- [Work to be completed] Your output must consist of the records printed verbatim, with the pictures excluded.
Top of Information
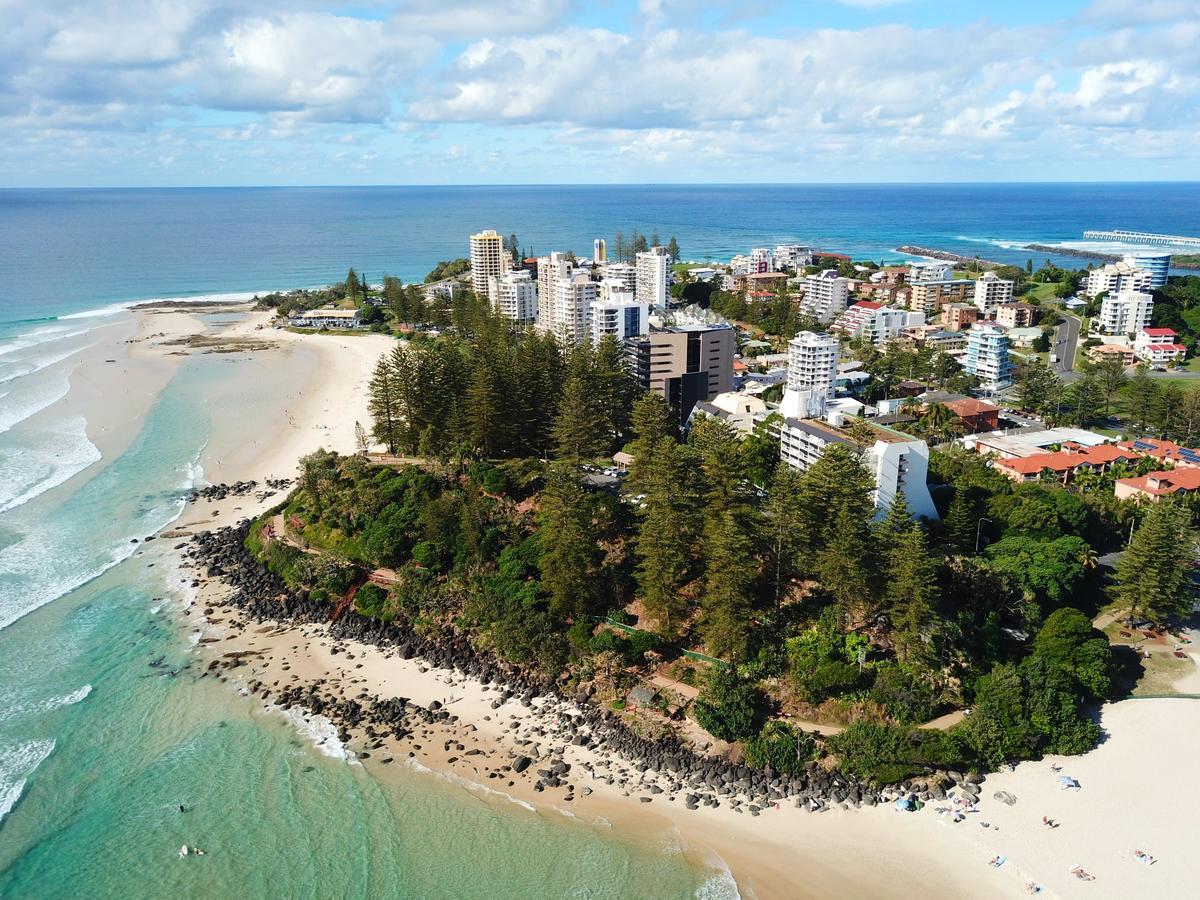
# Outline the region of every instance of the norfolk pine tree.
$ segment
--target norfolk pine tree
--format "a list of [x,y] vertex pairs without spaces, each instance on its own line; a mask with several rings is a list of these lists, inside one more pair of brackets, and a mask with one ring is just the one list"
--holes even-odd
Bottom of Information
- [Written answer]
# Outline the region of every instance of the norfolk pine tree.
$ segment
--target norfolk pine tree
--format "a list of [x,y] vertex pairs without spaces, each instance on its own line; a mask with several rings is a list of these lists, inside one more pair of brackets, and a mask with one ring is just the one list"
--holes even-odd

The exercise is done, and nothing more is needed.